**Data extracted from a collection**
-*-

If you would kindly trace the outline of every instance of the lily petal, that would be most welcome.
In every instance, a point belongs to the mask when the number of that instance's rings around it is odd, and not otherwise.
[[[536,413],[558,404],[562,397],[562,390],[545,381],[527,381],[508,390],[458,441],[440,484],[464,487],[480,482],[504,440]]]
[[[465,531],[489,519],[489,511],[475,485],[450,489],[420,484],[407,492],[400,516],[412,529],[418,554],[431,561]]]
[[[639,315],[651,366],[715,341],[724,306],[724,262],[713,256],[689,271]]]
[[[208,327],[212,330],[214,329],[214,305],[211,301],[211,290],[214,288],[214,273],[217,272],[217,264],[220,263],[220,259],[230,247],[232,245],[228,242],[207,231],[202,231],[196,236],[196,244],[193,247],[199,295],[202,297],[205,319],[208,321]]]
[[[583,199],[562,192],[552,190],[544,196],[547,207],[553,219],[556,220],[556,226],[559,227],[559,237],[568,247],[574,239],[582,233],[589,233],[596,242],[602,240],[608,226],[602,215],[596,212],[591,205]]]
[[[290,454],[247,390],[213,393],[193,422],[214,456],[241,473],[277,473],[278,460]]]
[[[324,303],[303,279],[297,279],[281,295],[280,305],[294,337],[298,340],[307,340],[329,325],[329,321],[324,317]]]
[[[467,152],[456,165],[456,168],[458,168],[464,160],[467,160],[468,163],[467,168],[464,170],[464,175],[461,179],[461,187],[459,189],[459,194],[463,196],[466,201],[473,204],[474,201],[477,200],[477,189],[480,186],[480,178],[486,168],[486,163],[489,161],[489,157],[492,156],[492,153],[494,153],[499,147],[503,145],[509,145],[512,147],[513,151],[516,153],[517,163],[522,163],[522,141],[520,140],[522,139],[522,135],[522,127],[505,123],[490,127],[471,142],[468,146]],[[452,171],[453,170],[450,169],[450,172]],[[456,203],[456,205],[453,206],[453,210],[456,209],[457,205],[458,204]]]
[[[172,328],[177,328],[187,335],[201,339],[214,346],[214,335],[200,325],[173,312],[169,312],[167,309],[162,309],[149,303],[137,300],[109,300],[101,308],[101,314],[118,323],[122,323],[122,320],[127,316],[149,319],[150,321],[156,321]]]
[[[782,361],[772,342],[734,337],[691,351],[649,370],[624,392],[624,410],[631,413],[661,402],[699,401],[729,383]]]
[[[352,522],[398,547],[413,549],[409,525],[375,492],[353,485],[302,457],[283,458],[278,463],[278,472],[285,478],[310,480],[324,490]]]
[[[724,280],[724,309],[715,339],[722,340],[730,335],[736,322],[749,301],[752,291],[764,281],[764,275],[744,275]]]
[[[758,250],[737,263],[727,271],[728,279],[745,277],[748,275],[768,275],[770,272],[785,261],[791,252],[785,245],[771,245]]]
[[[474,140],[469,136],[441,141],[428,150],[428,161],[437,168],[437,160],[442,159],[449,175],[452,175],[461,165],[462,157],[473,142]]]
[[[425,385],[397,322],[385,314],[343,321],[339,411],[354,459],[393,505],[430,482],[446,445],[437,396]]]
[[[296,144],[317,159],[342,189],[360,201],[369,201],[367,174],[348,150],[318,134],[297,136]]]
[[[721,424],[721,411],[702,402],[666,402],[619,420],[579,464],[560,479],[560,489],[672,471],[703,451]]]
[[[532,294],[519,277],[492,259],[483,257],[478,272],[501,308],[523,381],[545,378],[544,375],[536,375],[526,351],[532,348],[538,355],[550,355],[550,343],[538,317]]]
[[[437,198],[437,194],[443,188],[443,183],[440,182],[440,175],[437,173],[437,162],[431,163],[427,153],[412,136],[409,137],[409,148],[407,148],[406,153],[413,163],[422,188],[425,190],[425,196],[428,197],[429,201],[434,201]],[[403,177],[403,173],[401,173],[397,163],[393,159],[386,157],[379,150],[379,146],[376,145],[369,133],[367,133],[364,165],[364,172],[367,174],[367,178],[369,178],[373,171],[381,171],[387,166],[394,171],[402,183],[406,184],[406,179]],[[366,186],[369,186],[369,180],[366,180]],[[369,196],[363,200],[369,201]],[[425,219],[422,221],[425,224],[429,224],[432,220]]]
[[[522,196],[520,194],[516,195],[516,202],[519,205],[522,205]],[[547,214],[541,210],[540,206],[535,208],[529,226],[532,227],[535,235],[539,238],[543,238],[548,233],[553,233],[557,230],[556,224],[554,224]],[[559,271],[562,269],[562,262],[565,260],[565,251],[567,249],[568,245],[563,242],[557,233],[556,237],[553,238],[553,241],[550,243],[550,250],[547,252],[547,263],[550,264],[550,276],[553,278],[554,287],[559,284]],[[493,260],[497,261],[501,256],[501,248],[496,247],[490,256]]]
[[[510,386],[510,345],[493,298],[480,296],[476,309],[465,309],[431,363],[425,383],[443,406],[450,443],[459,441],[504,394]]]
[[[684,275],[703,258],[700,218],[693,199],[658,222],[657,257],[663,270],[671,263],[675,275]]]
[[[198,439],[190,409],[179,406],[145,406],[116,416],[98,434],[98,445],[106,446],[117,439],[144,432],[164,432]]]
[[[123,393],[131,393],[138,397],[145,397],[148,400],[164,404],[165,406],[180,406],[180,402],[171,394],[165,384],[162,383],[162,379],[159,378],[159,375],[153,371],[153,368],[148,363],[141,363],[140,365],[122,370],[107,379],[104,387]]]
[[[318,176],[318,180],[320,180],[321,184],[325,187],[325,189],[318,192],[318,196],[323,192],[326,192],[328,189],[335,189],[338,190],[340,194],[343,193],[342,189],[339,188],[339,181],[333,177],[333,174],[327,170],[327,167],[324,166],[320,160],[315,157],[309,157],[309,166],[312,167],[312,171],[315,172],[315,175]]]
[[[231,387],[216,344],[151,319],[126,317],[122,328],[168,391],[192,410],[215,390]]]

-*-

**WORK REQUEST**
Copy out each line carrying the string "instance" from the data.

**FINISHED EXERCISE**
If you would kindly trace the outline of every instance of the lily petal, that would be most welcome.
In every instance, a point belongs to the mask when the number of that instance's rings around it is odd, and not otherwise.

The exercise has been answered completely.